◆ Enunciado del ejercicio:
Prolonga el ensayo sobre las noches del Banquete, de la última cena y de Sócrates en prisión, empezando justo después de su última frase.

◆ Texto proporcionado:
------------------------

Cuando las miramos desde una distancia suficiente, las historias heredadas se superponen en una extraña contigüidad. Steiner traza el paralelismo entre el Banquete platónico y otra larga noche en Jerusalén para la que faltan siglos aún, la cena de Jesús con sus discípulos. El oído privilegiado del maestro escudriña hasta las últimas resonancias, pero a nosotros esos ecos que saltan con la intensidad del fuego cruzado entre dos trincheras nos llevan de rebote hasta una tercera noche, la última de Sócrates en prisión; también a él se le ofreció la resistencia y la fuga, también la rechazó, suave y firme.
Pero miremos más de cerca: en la noche evangélica todo es coherente, todo se refiere al mismo sistema de valores; ni siquiera el traidor se sale del esquema, desde el momento en que siente su traición como tal y se avergüenza de ella (del mismo modo que Pedro envainará avergonzado la espada, en el huerto). Se está concelebrando un sacrificio con aquiescencia de la víctima: para los que participen de esas creencias se tratará de un acto sublime; para quienes no, resulta incomprensible y ajeno, pero desde luego no se encuentra en él ninguna contradicción.En la noche ateniense, sin embargo, nada es lo que parece: la escena aparentemente heroica y ejemplar se alimenta de una tensión subterránea que dividirá para siempre el pensamiento humano en dos modos opuestos.

------------------------

◆ Fragmento de origen:
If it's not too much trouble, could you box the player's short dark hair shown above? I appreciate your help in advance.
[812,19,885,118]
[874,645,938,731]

------------------------

◆ Respuesta del ejercicio:
Reflexionemos: ¿quién nos cuenta la historia? Platón el idealista, el hombre de las grandes palabras, los absolutos, las mayúsculas. Es a Platón a quien le sirve ese cierre en clave heroica que cuanto más de cerca lo miramos menos creíble se nos hace en boca del fauno conchudo. Es Platón quien en un momento de lucidez privilegiada comprende que precisamente ahí, en esa celda, se está jugando el futuro de la filosofía. Que si Sócrates sube a la nave de Delos la construcción tan abnegadamente tallada durante años se alejará con suavidad hacia arriba hasta perderse de vista.
Si se tratara de una novela tendríamos aquí una escena de enorme potencial, y habría que calibrar cuidadosamente la manera en que la traición se produce. Sería hermoso y terrible que la noticia llegara primero al propio Platón ("Loado sea Apolo, aún lo salvaremos; ve a prepararlo todo") y verlo entrar en la sala con la mirada extraviada de quien ha decidido condenarse por una causa ("¿Qué tienes, Platón?; ¿quién era el de la puerta?" "Nadie, un borracho; se ha puesto violento, pero he podido echarlo."). O tal vez (más arriesgado pero fascinante si saliera), hacer que fuese el discípulo quien sembrara en el cerebro inquieto del maestro la idea del sacrificio perfecto -justo el tipo de idea radiante y dañina que, una vez la has vislumbrado, no te queda más remedio que seguirla hasta el final- para después extraerla, sutil e inhumano, a base de preguntas en apariencia bienintencionadas y torpes.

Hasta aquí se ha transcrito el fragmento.